** Opening Given records block **

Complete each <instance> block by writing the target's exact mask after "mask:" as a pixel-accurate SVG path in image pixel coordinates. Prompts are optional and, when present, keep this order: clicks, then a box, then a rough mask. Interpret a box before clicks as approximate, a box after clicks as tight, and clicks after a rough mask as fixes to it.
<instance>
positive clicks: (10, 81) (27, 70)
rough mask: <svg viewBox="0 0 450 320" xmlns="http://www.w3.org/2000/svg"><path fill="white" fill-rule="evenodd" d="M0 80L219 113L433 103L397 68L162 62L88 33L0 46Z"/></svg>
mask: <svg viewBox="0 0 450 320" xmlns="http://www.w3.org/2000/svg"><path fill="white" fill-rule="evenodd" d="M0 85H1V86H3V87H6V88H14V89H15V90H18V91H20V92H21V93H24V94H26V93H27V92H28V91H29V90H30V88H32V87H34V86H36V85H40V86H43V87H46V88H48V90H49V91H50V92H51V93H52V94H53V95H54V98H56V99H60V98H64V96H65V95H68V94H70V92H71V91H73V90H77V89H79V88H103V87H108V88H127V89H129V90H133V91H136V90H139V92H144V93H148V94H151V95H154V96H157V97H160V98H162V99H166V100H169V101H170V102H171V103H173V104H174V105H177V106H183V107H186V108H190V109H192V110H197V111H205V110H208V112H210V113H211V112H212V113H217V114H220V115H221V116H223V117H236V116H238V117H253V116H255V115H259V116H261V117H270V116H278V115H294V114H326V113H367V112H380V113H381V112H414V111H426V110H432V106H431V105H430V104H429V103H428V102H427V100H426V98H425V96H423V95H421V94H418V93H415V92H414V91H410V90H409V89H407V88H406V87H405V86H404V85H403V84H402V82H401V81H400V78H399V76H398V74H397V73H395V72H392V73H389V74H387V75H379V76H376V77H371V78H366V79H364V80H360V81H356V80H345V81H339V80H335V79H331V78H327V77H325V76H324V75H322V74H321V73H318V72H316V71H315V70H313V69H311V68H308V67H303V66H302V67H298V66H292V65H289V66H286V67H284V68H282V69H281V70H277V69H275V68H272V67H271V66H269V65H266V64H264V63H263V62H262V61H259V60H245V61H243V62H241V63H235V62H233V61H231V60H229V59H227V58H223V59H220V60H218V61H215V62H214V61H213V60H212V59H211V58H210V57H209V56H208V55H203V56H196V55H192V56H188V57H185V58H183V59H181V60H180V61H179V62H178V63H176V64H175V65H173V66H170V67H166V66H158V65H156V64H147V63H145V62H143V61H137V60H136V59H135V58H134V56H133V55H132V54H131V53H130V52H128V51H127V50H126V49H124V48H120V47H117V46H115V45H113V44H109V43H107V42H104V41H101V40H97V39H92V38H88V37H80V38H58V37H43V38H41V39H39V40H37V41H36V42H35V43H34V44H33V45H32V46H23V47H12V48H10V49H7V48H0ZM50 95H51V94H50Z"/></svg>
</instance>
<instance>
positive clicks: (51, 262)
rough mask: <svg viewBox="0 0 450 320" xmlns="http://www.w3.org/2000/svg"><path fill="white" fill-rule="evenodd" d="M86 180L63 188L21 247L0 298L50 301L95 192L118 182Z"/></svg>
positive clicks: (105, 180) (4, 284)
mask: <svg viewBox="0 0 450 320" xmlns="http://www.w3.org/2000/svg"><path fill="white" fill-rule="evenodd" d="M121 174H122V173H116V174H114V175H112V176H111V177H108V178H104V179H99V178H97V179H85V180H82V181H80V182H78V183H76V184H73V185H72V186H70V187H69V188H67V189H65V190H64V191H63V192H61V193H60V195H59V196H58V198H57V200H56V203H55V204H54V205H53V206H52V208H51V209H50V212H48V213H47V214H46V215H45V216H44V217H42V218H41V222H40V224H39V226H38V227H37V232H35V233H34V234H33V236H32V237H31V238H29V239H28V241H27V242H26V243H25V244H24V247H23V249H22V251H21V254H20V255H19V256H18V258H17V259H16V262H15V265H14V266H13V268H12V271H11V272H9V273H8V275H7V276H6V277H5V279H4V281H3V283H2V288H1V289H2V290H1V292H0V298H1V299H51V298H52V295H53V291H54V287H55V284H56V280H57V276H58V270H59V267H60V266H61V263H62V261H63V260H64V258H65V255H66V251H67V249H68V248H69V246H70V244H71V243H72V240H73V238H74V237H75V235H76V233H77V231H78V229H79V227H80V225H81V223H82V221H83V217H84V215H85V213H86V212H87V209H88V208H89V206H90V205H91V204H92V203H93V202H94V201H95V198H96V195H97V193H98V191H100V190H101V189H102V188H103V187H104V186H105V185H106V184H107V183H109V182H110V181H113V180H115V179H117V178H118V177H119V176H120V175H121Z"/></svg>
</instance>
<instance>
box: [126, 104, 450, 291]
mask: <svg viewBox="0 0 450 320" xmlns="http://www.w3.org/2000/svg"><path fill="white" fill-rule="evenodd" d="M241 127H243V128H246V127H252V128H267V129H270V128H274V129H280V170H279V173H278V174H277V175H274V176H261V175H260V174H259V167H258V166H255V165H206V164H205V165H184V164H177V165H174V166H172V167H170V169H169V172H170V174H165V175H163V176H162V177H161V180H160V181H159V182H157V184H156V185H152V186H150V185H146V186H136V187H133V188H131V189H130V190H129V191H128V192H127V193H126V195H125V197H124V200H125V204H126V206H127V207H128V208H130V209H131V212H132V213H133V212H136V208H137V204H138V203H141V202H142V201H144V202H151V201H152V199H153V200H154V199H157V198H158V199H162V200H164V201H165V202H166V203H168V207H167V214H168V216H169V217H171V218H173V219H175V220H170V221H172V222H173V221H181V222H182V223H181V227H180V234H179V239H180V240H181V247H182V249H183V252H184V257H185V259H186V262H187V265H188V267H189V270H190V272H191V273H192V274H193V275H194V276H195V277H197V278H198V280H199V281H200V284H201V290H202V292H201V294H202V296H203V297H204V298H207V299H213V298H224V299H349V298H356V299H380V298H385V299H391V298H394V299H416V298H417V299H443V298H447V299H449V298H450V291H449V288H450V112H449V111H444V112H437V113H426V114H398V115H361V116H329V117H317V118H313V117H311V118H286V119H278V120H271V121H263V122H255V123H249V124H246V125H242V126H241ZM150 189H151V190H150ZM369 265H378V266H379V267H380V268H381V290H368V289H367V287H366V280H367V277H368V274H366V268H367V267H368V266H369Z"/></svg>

** Closing Given records block **

## Activity
Begin with the first line of the records and reproduce each line as is, ending with the line that holds "positive clicks: (10, 81) (27, 70)".

## Result of the task
Complete each <instance> block by writing the target's exact mask after "mask:" as a pixel-accurate SVG path in image pixel coordinates. Prompts are optional and, when present, keep this order: clicks, then a box, then a rough mask. Interpret a box before clicks as approximate, a box after clicks as tight, and clicks after a rough mask as fixes to it.
<instance>
positive clicks: (10, 81) (27, 70)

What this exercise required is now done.